→ Exercise directions:
Return all of the entries exactly as written.
>> start Provided data
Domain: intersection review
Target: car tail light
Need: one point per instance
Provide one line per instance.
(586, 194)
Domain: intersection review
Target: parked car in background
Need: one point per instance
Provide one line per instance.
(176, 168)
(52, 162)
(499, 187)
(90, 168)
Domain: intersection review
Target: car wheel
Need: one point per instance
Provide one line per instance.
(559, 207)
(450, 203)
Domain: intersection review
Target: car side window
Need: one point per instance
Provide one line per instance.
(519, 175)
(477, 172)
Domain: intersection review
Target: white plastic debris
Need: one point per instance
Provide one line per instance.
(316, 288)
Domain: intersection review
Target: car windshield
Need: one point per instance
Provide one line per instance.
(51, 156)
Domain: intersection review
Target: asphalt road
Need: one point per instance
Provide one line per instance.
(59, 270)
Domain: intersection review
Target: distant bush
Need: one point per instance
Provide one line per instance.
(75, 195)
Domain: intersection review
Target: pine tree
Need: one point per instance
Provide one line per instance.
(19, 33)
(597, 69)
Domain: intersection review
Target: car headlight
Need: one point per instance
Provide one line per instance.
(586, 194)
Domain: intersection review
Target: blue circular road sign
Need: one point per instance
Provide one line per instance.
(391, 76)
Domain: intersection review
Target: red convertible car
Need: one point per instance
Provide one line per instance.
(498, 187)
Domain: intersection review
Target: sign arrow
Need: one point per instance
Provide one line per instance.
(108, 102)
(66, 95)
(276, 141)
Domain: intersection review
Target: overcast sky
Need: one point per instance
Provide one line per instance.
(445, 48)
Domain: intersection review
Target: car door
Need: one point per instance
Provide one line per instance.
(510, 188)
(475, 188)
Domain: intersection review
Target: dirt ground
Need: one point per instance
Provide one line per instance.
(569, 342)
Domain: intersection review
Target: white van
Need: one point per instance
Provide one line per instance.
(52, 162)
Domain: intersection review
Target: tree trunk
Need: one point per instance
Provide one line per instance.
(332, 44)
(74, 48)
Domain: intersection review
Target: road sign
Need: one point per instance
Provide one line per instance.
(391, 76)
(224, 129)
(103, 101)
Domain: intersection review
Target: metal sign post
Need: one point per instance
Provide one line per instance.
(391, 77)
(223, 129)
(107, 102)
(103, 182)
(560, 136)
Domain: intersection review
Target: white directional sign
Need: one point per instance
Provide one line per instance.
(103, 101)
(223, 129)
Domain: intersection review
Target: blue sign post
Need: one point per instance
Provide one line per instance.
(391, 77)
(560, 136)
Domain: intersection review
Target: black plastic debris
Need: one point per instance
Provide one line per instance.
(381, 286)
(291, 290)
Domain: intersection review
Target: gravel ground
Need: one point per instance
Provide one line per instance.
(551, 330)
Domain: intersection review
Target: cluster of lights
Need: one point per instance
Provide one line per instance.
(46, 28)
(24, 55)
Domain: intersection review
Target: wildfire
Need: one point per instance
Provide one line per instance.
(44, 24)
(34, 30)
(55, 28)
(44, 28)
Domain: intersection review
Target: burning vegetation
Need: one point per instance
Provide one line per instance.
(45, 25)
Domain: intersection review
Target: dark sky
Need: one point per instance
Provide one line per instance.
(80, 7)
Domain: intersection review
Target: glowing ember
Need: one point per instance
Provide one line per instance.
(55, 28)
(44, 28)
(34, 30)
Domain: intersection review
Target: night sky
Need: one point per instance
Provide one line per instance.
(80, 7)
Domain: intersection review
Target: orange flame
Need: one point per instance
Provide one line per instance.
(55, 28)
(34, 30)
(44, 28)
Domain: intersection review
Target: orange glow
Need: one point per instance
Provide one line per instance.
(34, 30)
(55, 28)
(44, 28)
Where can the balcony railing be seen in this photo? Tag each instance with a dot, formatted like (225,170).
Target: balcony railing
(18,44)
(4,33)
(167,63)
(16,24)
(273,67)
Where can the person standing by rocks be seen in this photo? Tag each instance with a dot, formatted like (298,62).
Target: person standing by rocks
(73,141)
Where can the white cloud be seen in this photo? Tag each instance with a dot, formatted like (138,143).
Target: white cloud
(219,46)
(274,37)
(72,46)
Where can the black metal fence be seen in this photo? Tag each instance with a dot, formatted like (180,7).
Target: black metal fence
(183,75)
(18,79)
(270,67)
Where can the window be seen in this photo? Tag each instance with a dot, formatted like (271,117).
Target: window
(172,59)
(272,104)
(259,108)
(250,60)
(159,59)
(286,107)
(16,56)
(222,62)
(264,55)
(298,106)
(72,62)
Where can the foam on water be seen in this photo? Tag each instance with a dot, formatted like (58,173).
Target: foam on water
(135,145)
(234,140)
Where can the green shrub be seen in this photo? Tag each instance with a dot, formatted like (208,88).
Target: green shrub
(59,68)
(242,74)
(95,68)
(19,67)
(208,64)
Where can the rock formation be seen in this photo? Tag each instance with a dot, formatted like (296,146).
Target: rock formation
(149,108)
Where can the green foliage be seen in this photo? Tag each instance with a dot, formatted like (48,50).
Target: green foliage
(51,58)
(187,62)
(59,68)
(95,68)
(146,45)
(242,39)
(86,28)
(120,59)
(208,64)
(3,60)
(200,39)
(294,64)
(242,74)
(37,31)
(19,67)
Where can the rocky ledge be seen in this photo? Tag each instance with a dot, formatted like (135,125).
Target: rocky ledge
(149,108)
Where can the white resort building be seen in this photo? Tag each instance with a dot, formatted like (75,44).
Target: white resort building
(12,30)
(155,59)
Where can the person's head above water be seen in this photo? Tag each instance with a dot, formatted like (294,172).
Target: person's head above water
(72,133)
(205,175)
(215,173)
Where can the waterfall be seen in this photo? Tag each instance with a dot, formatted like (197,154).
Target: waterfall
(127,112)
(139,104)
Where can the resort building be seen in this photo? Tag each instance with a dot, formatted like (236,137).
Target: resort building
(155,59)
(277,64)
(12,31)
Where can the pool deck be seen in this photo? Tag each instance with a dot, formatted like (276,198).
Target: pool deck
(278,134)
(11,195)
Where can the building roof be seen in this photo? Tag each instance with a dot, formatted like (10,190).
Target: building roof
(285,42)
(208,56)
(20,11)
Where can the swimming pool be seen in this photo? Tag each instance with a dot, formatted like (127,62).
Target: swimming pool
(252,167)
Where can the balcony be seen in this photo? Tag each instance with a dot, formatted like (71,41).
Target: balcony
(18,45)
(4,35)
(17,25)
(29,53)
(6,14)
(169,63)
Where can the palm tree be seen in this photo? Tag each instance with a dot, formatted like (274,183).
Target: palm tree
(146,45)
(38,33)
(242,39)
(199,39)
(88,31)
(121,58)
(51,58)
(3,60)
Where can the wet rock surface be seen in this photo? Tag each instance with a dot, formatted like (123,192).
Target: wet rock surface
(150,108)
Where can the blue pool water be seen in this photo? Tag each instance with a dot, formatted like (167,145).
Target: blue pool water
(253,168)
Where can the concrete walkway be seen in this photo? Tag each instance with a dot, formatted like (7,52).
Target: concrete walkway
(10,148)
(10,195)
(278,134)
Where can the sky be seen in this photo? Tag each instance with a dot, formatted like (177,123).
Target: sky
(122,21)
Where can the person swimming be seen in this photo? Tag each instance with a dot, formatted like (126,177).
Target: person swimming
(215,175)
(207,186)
>> end Provided data
→ Exercise response:
Domain: intersection review
Target: car tail light
Need: one point per instance
Provide one line per instance.
(586, 194)
Domain: intersection review
Target: parked car in background
Need: one point per instance
Provide one line per instance.
(176, 168)
(52, 162)
(499, 187)
(90, 168)
Domain: intersection review
Target: car wheel
Need: one point per instance
Provide one line per instance.
(559, 207)
(450, 203)
Domain: intersection review
Target: car side window
Need: one point per instance
Provide one line per instance.
(519, 175)
(477, 172)
Domain: intersection review
Target: white plastic debris
Need: one point per instance
Provide one line per instance.
(316, 288)
Domain: intersection review
Target: car windshield
Need: one point per instance
Provide one line per instance.
(51, 156)
Domain: intersection review
Target: asphalt road
Need: one point per instance
Provide one line per instance.
(59, 270)
Domain: intersection review
Target: distant bush
Need: one point per instance
Provide one line per instance.
(75, 195)
Domain: intersection review
Target: pine tree
Need: one point per instance
Provide one line per instance.
(19, 33)
(597, 69)
Domain: intersection review
Target: car headlight
Need: one point per instance
Provide one line per instance.
(586, 194)
Domain: intersection review
Target: blue circular road sign
Need: one point per instance
Provide one line per instance.
(391, 76)
Domain: intersection review
Target: red convertible car
Need: one point per instance
Provide one line per instance.
(498, 187)
Domain: intersection review
Target: sign arrow
Need: one point per instance
Provide one line per instance.
(108, 102)
(66, 95)
(276, 141)
Domain: intersection review
Target: overcast sky
Need: one point per instance
Provide one line per instance.
(445, 48)
Domain: intersection review
Target: car door
Need: one point per instance
Provide one line per instance.
(510, 188)
(475, 188)
Domain: intersection review
Target: dirt ground
Need: one point per instance
Provide one line per instance.
(569, 342)
Domain: intersection review
Target: white van
Need: one point per instance
Provide one line per instance.
(52, 162)
Domain: intersection review
Target: tree trunk
Need: one point per instance
Provide one line per instance.
(332, 44)
(74, 48)
Domain: intersection review
Target: road sign
Need: one point per instance
Provide one line per instance.
(391, 76)
(224, 129)
(103, 101)
Domain: intersection review
Target: metal sign post
Need: one point per instance
Provide one line per instance.
(391, 77)
(223, 129)
(107, 102)
(103, 182)
(560, 136)
Domain: intersection review
Target: white directional sign
Need: one point per instance
Provide one line per instance.
(103, 101)
(223, 129)
Domain: intersection review
Target: blue sign post
Need: one point per instance
Provide one line per instance.
(391, 77)
(560, 136)
Domain: intersection review
Target: black plastic debris
Need: one point per instance
Provide one line per instance.
(381, 286)
(291, 290)
Domain: intersection review
Target: gravel ground
Need: one point per instance
Provide one line per instance.
(551, 330)
Domain: intersection review
Target: cluster of lights
Need: one point per instance
Provide one line per instance.
(46, 28)
(24, 55)
Domain: intersection review
Target: wildfire
Need: one point per instance
Provide one line per instance.
(44, 24)
(34, 30)
(55, 28)
(44, 28)
Domain: intersection review
Target: burning vegetation
Need: one point per instance
Provide one line per instance.
(45, 25)
Domain: intersection review
Target: dark sky
Need: one point per instance
Provide one line per instance.
(80, 7)
Domain: intersection review
Target: glowing ember
Need: one point per instance
Provide one line per instance.
(55, 28)
(44, 28)
(34, 30)
Domain: intersection review
Target: night sky
Need: one point per instance
Provide one line per instance.
(80, 7)
Domain: intersection review
Target: orange flame
Need: one point per instance
Provide one line per instance.
(55, 28)
(34, 30)
(44, 28)
Domain: intersection review
Target: orange glow
Need: one point per instance
Provide one line per instance.
(34, 30)
(55, 28)
(44, 28)
Where can the balcony railing be seen in this photo? Tag each instance with a dot, formatted like (225,170).
Target: balcony railing
(18,44)
(4,33)
(167,63)
(16,24)
(273,67)
Where can the person standing by rocks be seen in this photo? Tag each instance with a dot, formatted like (298,62).
Target: person standing by rocks
(73,141)
Where can the white cloud be seen in this photo? Tag each instance with a dot, formatted like (138,143).
Target: white cloud
(219,46)
(274,37)
(72,46)
Where can the black metal fence be seen in this photo? Tag each instance with a dot, formatted like (180,7).
Target: black metal fence
(183,75)
(18,79)
(270,67)
Where can the window be seen in this photo? Tag each instance with a dot, formatted like (271,117).
Target: window
(172,59)
(272,104)
(259,108)
(250,60)
(159,59)
(286,107)
(16,56)
(222,62)
(264,55)
(298,106)
(72,62)
Where can the foam on water be seen in this photo? Tag each instance with a dot, formatted like (58,173).
Target: foam on water
(135,145)
(234,140)
Where can the green shrub be seen in this photo? Tag each instance with a dot, formatted like (208,88).
Target: green shrub
(59,68)
(242,74)
(95,68)
(19,67)
(208,64)
Where can the rock formation be seen in this photo? Tag each instance with a dot, formatted like (296,146).
Target: rock formation
(149,108)
Where can the green foliage be seen in this photo? Tag each instance with a dot, formatted like (48,50).
Target: green foliage
(51,58)
(187,62)
(59,68)
(95,68)
(146,45)
(242,39)
(86,28)
(120,59)
(208,64)
(3,60)
(200,39)
(294,64)
(242,74)
(37,31)
(19,67)
Where can the rocky ledge be seen in this photo? Tag each instance with a dot, formatted like (135,125).
Target: rocky ledge
(149,108)
Where can the white resort building be seen in this photo? Tag each instance with a dot, formatted like (75,44).
Target: white resort building
(12,30)
(155,59)
Where can the person's head above water be seen in this photo? Tag each instance with a dot, formatted like (294,172).
Target: person's head above water
(72,133)
(205,175)
(215,173)
Where can the waterfall be seen in this photo? Tag each instance with a dot, formatted like (197,154).
Target: waterfall
(127,112)
(139,104)
Where can the resort building be seen in this photo? Tag each instance with a dot, formatted like (236,137).
Target: resort building
(155,59)
(277,64)
(12,31)
Where can the pool deck be seen in this photo? Tag each instance with a dot, formatted like (276,198).
Target: pool deck
(278,134)
(11,195)
Where can the building roof be seen in this photo? Tag each instance with a dot, formatted like (10,190).
Target: building roof
(285,42)
(208,56)
(20,11)
Where can the swimming pool be seen in this photo? Tag each instance with a dot, formatted like (127,62).
Target: swimming pool
(252,167)
Where can the balcony be seen in this photo? Tag each instance with a dot, formatted like (71,41).
Target: balcony
(18,45)
(4,35)
(17,25)
(29,53)
(6,14)
(169,63)
Where can the palm tree be seen in this photo? Tag each instance with a dot, formatted like (274,183).
Target: palm tree
(146,45)
(38,33)
(242,39)
(199,39)
(88,31)
(121,58)
(51,58)
(3,60)
Where can the wet rock surface be seen in this photo? Tag each instance with a dot, formatted like (123,192).
Target: wet rock surface
(150,108)
Where can the blue pool water be seen in this photo? Tag each instance with a dot, formatted like (167,145).
Target: blue pool water
(253,168)
Where can the concrete walkway be seen in this photo? Tag each instance with a dot, formatted like (7,52).
Target: concrete walkway
(10,148)
(10,195)
(278,134)
Where can the sky be seen in this photo? Tag each instance with a dot, formatted like (177,123).
Target: sky
(122,21)
Where can the person swimming be seen in this photo? Tag each instance with a dot, formatted like (126,177).
Target: person swimming
(215,175)
(207,186)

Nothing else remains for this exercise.